→ **What the exercise asks**
Only the lines below between the ones containing "the night sky." and "orange light trail.", inclusive, are to be reproduced, each exactly as it stands.
---
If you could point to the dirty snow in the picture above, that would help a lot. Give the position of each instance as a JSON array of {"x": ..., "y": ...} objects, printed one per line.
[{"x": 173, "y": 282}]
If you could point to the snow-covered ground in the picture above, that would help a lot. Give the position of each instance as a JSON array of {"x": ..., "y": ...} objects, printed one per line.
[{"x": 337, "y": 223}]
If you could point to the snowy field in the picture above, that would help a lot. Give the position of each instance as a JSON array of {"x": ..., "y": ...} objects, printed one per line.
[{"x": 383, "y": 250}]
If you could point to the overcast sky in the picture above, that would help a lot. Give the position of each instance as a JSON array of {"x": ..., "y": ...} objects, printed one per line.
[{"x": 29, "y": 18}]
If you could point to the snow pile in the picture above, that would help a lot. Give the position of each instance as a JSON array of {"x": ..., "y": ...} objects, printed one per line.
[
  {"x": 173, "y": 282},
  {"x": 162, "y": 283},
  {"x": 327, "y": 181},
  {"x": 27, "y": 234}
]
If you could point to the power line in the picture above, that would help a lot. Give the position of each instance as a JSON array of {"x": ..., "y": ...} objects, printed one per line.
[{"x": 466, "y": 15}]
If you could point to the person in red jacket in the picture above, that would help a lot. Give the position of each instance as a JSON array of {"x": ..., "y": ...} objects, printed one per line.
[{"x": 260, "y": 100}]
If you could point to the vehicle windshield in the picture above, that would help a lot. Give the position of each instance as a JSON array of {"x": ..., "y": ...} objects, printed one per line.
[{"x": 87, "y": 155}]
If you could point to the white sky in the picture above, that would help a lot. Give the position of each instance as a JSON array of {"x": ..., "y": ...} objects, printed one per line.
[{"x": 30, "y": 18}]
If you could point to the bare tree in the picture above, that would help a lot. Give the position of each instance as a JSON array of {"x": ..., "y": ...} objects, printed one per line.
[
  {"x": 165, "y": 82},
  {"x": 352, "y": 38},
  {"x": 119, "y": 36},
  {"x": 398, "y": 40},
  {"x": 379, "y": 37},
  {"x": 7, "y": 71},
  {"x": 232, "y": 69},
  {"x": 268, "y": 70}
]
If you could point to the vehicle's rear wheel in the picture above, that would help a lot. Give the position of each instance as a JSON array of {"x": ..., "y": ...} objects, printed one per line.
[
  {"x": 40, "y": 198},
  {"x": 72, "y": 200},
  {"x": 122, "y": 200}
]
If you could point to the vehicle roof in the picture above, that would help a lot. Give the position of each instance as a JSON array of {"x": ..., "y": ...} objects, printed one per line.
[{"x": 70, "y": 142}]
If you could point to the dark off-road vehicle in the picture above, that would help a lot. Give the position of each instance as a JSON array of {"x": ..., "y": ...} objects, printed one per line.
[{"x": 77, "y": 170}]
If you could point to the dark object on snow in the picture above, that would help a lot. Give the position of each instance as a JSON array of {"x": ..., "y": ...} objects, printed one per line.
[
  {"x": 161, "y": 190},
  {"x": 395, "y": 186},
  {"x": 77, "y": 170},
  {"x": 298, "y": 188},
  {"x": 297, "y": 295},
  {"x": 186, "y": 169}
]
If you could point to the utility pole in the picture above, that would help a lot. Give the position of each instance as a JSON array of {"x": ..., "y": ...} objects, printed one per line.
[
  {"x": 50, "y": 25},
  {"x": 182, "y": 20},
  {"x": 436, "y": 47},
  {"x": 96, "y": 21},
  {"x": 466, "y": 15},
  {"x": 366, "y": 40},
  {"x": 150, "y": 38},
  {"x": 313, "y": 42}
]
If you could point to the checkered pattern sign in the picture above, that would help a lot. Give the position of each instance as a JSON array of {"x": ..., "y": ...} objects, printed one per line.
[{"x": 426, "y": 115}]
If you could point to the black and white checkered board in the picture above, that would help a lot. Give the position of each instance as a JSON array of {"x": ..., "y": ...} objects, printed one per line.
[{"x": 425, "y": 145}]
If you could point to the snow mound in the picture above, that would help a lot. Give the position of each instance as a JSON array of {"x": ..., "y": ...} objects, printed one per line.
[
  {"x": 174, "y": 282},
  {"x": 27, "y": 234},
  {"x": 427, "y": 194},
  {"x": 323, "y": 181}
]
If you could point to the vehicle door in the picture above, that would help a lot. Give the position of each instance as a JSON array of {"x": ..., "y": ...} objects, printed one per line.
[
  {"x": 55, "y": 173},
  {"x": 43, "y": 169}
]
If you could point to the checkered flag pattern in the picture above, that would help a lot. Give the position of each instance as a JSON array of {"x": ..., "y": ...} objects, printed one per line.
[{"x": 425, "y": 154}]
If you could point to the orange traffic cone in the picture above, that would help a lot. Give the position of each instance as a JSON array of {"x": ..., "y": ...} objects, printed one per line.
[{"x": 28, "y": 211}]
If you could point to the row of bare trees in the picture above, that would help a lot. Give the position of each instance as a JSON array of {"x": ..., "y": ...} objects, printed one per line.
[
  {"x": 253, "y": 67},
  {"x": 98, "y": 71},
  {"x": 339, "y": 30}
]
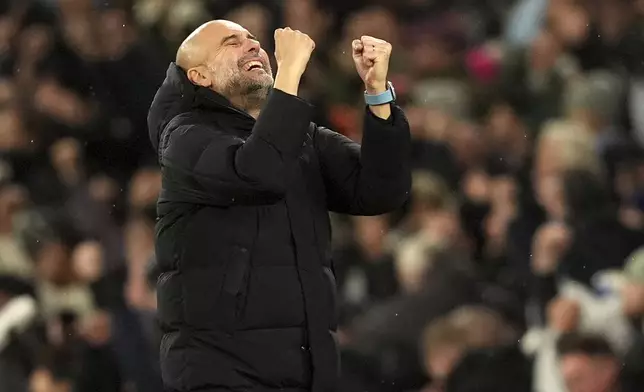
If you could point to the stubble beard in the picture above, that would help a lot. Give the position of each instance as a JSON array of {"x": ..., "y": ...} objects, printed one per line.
[{"x": 244, "y": 91}]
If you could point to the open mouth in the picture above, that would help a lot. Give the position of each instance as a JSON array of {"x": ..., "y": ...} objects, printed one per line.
[{"x": 253, "y": 65}]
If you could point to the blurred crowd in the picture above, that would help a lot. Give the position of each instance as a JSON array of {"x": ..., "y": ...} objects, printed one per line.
[{"x": 517, "y": 264}]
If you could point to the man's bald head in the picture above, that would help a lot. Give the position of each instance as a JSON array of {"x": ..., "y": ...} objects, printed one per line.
[
  {"x": 220, "y": 55},
  {"x": 200, "y": 44}
]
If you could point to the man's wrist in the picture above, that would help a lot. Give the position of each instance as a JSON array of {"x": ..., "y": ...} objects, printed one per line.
[{"x": 376, "y": 88}]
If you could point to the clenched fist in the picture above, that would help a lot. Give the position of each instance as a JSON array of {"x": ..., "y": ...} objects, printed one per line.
[
  {"x": 292, "y": 50},
  {"x": 371, "y": 56}
]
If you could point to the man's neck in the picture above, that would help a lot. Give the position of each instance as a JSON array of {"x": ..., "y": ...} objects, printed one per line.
[{"x": 249, "y": 103}]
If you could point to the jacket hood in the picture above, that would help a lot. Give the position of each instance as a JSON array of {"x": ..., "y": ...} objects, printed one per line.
[{"x": 178, "y": 95}]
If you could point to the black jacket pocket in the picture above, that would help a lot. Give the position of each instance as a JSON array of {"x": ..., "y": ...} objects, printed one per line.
[{"x": 236, "y": 275}]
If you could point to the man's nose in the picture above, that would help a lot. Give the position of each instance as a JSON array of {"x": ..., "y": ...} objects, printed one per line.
[{"x": 252, "y": 45}]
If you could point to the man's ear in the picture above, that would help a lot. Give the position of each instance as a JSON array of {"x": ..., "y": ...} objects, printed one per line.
[{"x": 199, "y": 76}]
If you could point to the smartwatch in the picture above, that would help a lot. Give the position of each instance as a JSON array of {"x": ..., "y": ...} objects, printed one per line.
[{"x": 380, "y": 99}]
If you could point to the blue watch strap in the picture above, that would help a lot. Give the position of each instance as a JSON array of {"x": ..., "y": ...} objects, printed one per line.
[{"x": 382, "y": 98}]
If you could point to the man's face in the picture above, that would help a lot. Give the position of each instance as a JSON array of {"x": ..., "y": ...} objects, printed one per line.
[
  {"x": 583, "y": 373},
  {"x": 239, "y": 66}
]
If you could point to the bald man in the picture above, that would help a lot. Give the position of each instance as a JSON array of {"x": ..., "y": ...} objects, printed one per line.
[{"x": 246, "y": 296}]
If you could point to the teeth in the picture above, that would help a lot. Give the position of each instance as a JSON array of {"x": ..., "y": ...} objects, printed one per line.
[{"x": 251, "y": 64}]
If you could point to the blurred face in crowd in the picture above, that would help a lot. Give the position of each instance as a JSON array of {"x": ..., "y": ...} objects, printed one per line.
[
  {"x": 54, "y": 265},
  {"x": 226, "y": 58},
  {"x": 585, "y": 373},
  {"x": 370, "y": 231},
  {"x": 87, "y": 259},
  {"x": 440, "y": 362}
]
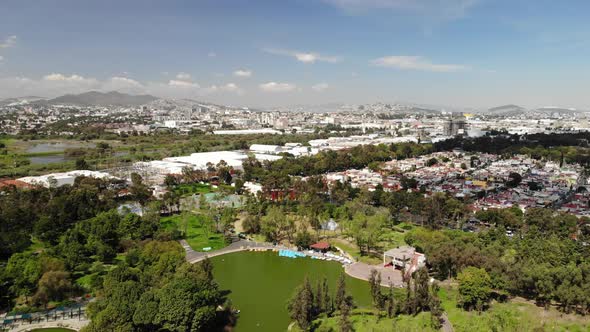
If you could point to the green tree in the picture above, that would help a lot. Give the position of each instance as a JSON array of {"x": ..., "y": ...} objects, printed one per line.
[
  {"x": 474, "y": 288},
  {"x": 301, "y": 305}
]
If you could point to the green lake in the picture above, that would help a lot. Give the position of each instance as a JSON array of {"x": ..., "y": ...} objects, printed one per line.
[{"x": 262, "y": 282}]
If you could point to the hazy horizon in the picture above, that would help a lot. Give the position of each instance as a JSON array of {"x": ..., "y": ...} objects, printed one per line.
[{"x": 461, "y": 53}]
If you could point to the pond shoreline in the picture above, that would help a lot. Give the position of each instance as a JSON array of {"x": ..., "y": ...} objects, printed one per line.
[{"x": 357, "y": 270}]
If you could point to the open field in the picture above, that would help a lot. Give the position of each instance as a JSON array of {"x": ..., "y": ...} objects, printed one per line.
[{"x": 196, "y": 235}]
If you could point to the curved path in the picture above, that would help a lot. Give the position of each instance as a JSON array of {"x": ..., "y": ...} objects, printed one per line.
[
  {"x": 193, "y": 256},
  {"x": 73, "y": 324},
  {"x": 356, "y": 270}
]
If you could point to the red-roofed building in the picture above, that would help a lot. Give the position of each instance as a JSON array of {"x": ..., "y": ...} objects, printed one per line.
[{"x": 322, "y": 246}]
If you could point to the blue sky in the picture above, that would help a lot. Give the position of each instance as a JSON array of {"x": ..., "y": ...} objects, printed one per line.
[{"x": 477, "y": 53}]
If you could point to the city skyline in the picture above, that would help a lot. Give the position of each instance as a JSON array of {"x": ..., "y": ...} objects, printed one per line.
[{"x": 471, "y": 53}]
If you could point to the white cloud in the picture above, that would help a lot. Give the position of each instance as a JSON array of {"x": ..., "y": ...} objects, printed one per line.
[
  {"x": 445, "y": 9},
  {"x": 183, "y": 84},
  {"x": 320, "y": 87},
  {"x": 8, "y": 42},
  {"x": 305, "y": 57},
  {"x": 183, "y": 76},
  {"x": 123, "y": 84},
  {"x": 415, "y": 63},
  {"x": 229, "y": 87},
  {"x": 64, "y": 78},
  {"x": 243, "y": 73},
  {"x": 277, "y": 87}
]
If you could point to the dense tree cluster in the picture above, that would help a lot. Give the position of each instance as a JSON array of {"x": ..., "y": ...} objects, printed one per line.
[
  {"x": 155, "y": 289},
  {"x": 420, "y": 295},
  {"x": 308, "y": 304},
  {"x": 48, "y": 213},
  {"x": 570, "y": 147},
  {"x": 540, "y": 261}
]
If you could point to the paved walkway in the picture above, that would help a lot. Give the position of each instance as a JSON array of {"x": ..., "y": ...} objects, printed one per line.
[
  {"x": 193, "y": 256},
  {"x": 447, "y": 325},
  {"x": 73, "y": 323},
  {"x": 363, "y": 271}
]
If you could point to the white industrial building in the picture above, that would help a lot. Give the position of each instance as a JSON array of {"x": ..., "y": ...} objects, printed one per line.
[
  {"x": 264, "y": 148},
  {"x": 201, "y": 159},
  {"x": 61, "y": 179}
]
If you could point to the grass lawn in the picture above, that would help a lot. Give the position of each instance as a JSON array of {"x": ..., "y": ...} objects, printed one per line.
[
  {"x": 367, "y": 321},
  {"x": 196, "y": 237},
  {"x": 387, "y": 240}
]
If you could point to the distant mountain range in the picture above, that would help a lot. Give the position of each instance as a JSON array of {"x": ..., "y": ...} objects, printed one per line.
[
  {"x": 20, "y": 100},
  {"x": 506, "y": 110},
  {"x": 95, "y": 98}
]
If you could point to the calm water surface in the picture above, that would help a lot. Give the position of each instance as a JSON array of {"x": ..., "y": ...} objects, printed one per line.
[{"x": 262, "y": 282}]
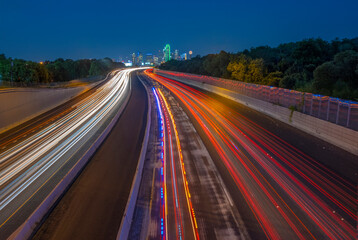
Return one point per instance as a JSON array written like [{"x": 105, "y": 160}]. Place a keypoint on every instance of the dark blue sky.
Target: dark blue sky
[{"x": 48, "y": 29}]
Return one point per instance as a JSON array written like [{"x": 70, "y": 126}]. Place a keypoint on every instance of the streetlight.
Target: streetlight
[{"x": 12, "y": 64}]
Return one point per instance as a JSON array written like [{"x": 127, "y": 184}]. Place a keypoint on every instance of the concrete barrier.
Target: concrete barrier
[
  {"x": 26, "y": 230},
  {"x": 339, "y": 136},
  {"x": 132, "y": 199}
]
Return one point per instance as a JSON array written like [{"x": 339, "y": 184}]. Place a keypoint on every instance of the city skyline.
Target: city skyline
[{"x": 38, "y": 30}]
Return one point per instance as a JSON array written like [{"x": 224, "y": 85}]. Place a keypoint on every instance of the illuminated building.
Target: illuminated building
[
  {"x": 133, "y": 59},
  {"x": 166, "y": 52},
  {"x": 149, "y": 59}
]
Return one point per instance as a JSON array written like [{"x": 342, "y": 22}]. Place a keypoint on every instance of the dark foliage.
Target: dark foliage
[
  {"x": 311, "y": 65},
  {"x": 59, "y": 70}
]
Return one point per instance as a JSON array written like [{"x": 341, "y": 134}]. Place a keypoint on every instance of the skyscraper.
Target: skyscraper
[
  {"x": 133, "y": 59},
  {"x": 166, "y": 52}
]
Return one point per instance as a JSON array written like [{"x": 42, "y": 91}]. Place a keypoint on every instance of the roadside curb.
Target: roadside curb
[
  {"x": 127, "y": 218},
  {"x": 29, "y": 227}
]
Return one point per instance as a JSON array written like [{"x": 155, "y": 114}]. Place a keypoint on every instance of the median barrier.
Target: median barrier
[{"x": 127, "y": 218}]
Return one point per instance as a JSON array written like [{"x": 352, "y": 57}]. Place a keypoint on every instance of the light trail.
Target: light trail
[
  {"x": 170, "y": 127},
  {"x": 289, "y": 193},
  {"x": 27, "y": 161}
]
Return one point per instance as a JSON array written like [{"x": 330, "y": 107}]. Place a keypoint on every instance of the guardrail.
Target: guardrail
[
  {"x": 127, "y": 218},
  {"x": 334, "y": 110}
]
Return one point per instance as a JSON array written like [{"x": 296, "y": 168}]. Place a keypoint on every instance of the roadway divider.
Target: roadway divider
[
  {"x": 24, "y": 104},
  {"x": 339, "y": 136},
  {"x": 127, "y": 218},
  {"x": 30, "y": 226}
]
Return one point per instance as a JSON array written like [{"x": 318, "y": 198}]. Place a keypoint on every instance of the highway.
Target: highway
[
  {"x": 179, "y": 175},
  {"x": 94, "y": 205},
  {"x": 281, "y": 189},
  {"x": 34, "y": 158}
]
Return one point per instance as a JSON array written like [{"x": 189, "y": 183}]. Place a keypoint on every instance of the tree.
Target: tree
[{"x": 325, "y": 76}]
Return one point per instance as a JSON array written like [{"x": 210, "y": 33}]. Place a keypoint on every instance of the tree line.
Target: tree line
[
  {"x": 60, "y": 70},
  {"x": 311, "y": 65}
]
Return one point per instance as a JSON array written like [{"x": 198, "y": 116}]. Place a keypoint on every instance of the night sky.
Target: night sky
[{"x": 45, "y": 30}]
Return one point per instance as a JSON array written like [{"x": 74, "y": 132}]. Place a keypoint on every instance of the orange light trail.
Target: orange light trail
[{"x": 277, "y": 180}]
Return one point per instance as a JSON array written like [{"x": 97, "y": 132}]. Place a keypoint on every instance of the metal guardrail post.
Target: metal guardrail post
[
  {"x": 319, "y": 106},
  {"x": 348, "y": 114},
  {"x": 338, "y": 102},
  {"x": 328, "y": 108}
]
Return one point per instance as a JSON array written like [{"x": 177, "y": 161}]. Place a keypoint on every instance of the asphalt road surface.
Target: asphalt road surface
[
  {"x": 285, "y": 183},
  {"x": 94, "y": 205},
  {"x": 36, "y": 155},
  {"x": 181, "y": 190}
]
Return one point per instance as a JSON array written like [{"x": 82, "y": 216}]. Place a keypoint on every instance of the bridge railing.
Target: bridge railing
[{"x": 335, "y": 110}]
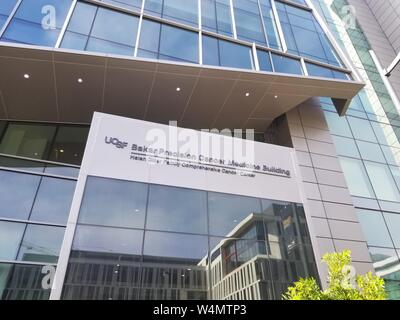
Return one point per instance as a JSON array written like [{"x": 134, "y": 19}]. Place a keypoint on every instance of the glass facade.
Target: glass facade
---
→ **Task response**
Return one point per instance as a JSON array written like [{"x": 198, "y": 116}]. Place a keypoint on every instance of the night sky.
Target: night sky
[{"x": 45, "y": 30}]
Return one point per instance as a JSON array written like [{"x": 74, "y": 132}]. Place a keypoint on every instance of the orange light trail.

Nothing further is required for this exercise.